* [Your goal] Rewrite the stretch of the Pablo Guerrero Martinez biography from "Pablo Guerrero Martinez (born" through "crisis in Ecuador.", putting "campaigner" in place of "activist".

(Source passage)

= Pablo Guerrero Martinez =

Pablo Guerrero Martinez (born 3 November 1967 in Ecuador),
is the son of José Guerrero Bermudes and grandson of Julio Martinez Acosta, two well-known personalities in the history of Ecuador.

After a degree in Public and Social Science, he became a Doctor of Jurisprudence and Lawyer of the Courts of the Republic.
He is now a lawyer, journalist, activist, and participant in Ecuador political life.
He is well known because of his candidacy for Concentración de Fuerzas Populares in the presidential election of 2009 and because of his involvement in the attempted 2010 Ecuadorian coup d'état against the government of Rafael Correa and the subsequent crisis in Ecuador.
He is one of the several dissidents that received asylum in Czech Republic; with him, there is also his brother, José Luis Guerrero Martinez.

==Pablo Guerrero Martinez case==

Ecuador went through a constitutional crisis in September 2010, preceded by the issuance of a new Organic Law of the Public Sector.

Dr. Pablo Guerrero Martínez, at the time those events occurred, kept for nearly a year a television program called Ubícate that aired nightly on Telesucesos and went to the Police headquarters for information. While the President Rafael Correa was in the hospital, where he received first aid after the use of gas product, Dr. Guerrero was invited to have an interview, never aired, in which he denounced the chain communication national government' willing untruthfully, because the President was not kidnapped.
The day after these events, a preliminary investigation with the charge of terrorism began against Dr. Pablo Martinez and other 12 people, who are still on a criminal trial for sabotage and terrorism. They became known as Los Trece (Los Trece).

Dr. Guerrero managed to escape to Europe where he requested political asylum in the Czech Republic and granted the status of political refugee.

(End Source passage)
(Records provided)

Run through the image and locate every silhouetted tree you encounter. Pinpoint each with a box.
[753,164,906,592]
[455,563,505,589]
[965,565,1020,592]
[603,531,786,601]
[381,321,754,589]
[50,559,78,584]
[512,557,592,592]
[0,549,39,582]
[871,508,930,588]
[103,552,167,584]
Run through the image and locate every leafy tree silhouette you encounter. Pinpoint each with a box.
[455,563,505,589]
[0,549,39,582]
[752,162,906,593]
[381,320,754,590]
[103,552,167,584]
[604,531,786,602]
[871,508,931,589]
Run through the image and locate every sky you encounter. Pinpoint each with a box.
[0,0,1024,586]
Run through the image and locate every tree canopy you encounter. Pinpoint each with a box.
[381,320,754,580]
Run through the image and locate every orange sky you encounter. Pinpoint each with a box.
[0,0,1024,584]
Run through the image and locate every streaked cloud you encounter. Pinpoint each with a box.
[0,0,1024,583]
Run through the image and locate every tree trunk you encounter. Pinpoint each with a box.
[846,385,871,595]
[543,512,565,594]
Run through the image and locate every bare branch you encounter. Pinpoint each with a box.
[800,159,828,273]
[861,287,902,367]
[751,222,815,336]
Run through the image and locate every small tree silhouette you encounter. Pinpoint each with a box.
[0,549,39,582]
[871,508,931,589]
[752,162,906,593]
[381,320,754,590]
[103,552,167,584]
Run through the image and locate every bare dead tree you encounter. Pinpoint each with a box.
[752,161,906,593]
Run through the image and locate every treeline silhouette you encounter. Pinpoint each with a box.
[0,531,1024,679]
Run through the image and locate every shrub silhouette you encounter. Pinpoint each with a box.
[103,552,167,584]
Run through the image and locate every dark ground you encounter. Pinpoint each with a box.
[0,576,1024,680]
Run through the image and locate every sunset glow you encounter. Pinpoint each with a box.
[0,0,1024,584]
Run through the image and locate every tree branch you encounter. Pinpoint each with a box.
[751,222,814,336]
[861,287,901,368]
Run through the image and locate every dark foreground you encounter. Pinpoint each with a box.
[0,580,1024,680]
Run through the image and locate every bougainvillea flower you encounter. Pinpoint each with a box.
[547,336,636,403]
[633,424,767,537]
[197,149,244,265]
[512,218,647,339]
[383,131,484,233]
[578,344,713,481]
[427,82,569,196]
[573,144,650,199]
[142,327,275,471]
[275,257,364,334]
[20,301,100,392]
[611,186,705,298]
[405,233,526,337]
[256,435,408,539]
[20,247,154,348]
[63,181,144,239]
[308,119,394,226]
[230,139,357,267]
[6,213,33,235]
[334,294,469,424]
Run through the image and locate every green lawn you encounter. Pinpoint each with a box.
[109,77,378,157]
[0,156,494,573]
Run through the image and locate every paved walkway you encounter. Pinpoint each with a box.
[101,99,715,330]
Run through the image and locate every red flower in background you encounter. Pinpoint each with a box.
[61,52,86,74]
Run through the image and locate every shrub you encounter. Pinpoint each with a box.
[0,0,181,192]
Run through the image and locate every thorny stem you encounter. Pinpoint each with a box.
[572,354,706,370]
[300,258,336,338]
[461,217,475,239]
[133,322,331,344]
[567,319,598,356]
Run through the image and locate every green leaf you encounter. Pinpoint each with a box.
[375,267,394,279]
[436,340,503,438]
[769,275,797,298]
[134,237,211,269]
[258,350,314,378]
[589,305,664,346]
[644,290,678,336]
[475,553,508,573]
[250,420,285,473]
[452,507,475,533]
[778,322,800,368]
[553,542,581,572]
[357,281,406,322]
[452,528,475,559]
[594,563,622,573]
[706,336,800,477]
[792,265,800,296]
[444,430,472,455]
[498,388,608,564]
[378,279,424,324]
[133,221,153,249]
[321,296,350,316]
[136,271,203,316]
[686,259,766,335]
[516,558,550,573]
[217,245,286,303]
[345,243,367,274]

(End Records provided)

* [Worked solution]
Pablo Guerrero Martinez (born 3 November 1967 in Ecuador),
is the son of José Guerrero Bermudes and grandson of Julio Martinez Acosta, two well-known personalities in the history of Ecuador.

After a degree in Public and Social Science, he became a Doctor of Jurisprudence and Lawyer of the Courts of the Republic.
He is now a lawyer, journalist, campaigner, and participant in Ecuador political life.
He is well known because of his candidacy for Concentración de Fuerzas Populares in the presidential election of 2009 and because of his involvement in the attempted 2010 Ecuadorian coup d'état against the government of Rafael Correa and the subsequent crisis in Ecuador.